**TEXT TO READ:**
-=-=-=-=-

Although the story seems to be huge in scope and its underlying theme, I still felt as if nothing happened in it. Ida's time in Berlin is almost a secret to the reader, save for two notable events and name-dropping of some famous attractions. She has no more understanding of her life or her mother at the end of the story than she had in the beginning, although she decides to return to Berlin with her diving buddy after having an internal monologue about her mother. Although I feel that this should serve as criticism to the novel, it could be seen as praise, too: how much more life-like can a novel get?

15. Semantic Antics by Sol Steinmetz is a book that On the Dot wanted to be but instead, posed as something else (still bitter about that, yes). Semantic Antics goes alphabetically through the evolution of some choice words. The cover refers to the word 'meat', and how it used to simply mean 'food', but later evolved to mean, well, meat. The two most common ways a word evolves are amelioration, where people begin to use words with negative connotations in more positive contexts, thus making the word itself positive; and pejoration, where the opposite happens.

Although the writing gets a bit jarring after a while, what with most of the entries beginning with phrases such as "The word [repeat the word in the subheading] was first used as..." or "The word [repeat the word in the subheading] is nowadays known as X, but did you know that...", the history of these words is fascinating. Also, without explicitly meaning to do it, the book works as great teaching material for people who think they can use pejorative and insulting terms just because the words originally, about a hundred years ago, were neutral or had different connotations. And meat used to originally mean 'food', but nobody goes around saying that they should be allowed to call all food 'meat'. Sure, you're allowed to do that, but you'd sound stoopid, because that's not how the word is used any more.

-=-=-=-=-

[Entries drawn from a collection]
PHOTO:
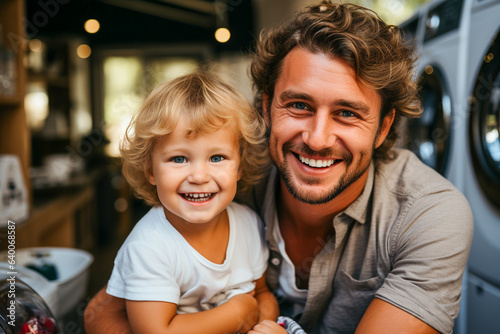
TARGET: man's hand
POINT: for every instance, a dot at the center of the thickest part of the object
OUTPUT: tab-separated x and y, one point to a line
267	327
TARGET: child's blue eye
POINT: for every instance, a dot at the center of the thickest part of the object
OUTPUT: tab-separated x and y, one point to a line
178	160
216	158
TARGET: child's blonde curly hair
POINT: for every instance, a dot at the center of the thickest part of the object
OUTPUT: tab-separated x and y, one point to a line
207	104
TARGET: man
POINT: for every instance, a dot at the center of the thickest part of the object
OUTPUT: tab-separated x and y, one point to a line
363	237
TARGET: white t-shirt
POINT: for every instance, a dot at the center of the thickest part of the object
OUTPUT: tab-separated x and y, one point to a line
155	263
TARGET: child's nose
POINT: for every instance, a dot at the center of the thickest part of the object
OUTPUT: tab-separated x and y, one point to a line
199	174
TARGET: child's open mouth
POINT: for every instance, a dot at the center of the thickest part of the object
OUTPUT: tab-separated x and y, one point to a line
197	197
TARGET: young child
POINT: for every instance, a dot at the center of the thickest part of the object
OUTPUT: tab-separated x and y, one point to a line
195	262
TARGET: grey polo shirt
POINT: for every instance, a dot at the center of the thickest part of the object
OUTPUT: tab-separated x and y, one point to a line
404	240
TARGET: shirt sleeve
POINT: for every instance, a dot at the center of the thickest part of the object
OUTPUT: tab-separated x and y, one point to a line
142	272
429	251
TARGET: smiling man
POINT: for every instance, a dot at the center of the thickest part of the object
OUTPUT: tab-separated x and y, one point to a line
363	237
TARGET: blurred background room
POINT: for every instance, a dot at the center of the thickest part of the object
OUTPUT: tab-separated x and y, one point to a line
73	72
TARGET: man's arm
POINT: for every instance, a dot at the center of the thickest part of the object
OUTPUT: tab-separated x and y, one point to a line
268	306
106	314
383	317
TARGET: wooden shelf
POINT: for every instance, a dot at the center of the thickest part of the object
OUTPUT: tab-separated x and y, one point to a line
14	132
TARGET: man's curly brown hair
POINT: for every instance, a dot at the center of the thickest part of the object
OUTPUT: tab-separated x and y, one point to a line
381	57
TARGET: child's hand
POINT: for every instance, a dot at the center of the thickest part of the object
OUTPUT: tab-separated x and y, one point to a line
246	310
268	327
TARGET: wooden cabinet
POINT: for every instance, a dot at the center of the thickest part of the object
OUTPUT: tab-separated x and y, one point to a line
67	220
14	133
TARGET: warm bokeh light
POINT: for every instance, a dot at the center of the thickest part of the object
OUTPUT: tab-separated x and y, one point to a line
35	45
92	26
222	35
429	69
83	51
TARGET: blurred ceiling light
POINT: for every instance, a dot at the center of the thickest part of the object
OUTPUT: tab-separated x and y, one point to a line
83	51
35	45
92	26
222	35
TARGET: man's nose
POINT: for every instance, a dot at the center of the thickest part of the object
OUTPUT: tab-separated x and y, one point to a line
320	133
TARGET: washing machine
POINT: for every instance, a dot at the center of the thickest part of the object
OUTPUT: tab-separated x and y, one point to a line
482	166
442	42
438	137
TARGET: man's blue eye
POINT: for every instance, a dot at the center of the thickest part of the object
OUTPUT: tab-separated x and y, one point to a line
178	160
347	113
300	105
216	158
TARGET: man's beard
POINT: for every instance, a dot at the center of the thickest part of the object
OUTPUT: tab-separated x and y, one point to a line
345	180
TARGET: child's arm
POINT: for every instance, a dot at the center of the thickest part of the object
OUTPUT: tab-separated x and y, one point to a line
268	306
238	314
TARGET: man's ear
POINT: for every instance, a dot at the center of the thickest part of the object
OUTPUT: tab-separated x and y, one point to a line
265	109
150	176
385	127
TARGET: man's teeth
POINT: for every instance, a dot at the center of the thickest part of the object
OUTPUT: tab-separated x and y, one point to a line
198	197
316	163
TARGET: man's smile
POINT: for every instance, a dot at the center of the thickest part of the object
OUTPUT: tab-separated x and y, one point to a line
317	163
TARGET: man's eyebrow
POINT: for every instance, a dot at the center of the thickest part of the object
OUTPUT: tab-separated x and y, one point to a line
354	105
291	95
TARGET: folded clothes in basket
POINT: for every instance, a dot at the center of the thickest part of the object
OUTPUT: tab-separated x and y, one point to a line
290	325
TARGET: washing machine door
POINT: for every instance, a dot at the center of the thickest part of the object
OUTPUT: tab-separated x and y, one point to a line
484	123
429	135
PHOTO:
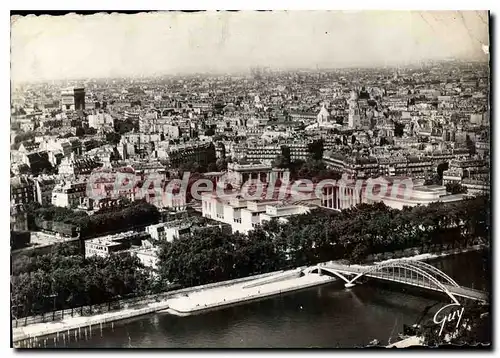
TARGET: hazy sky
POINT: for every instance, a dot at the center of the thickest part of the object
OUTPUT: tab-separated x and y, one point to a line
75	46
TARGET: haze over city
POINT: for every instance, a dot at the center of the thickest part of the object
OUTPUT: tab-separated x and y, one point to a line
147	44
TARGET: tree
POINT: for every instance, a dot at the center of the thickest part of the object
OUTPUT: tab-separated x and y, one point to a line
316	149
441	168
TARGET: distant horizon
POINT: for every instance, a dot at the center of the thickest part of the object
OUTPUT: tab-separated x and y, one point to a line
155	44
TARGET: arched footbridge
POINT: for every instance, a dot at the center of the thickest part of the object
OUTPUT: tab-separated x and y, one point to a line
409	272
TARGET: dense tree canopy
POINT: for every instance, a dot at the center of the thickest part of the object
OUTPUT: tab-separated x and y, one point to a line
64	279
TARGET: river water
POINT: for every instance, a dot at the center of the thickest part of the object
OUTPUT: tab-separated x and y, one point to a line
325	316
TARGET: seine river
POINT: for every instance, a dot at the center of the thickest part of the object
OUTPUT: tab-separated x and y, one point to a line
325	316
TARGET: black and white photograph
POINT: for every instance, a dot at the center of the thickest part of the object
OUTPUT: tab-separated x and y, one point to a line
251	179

-=-=-=-=-

**JOBS:**
1) List every distinct proper name (people, places, and book titles) that appears in the book reviews.
2) From the book reviews, extract the passage between "Although the story" and "a novel get?", inclusive, without changing a word.

**TASK-BY-TASK OUTPUTS:**
1) Ida, Berlin, Sol Steinmetz, Semantic Antics, On the Dot

2)
Although the story seems to be huge in scope and its underlying theme, I still felt as if nothing happened in it. Ida's time in Berlin is almost a secret to the reader, save for two notable events and name-dropping of some famous attractions. She has no more understanding of her life or her mother at the end of the story than she had in the beginning, although she decides to return to Berlin with her diving buddy after having an internal monologue about her mother. Although I feel that this should serve as criticism to the novel, it could be seen as praise, too: how much more life-like can a novel get?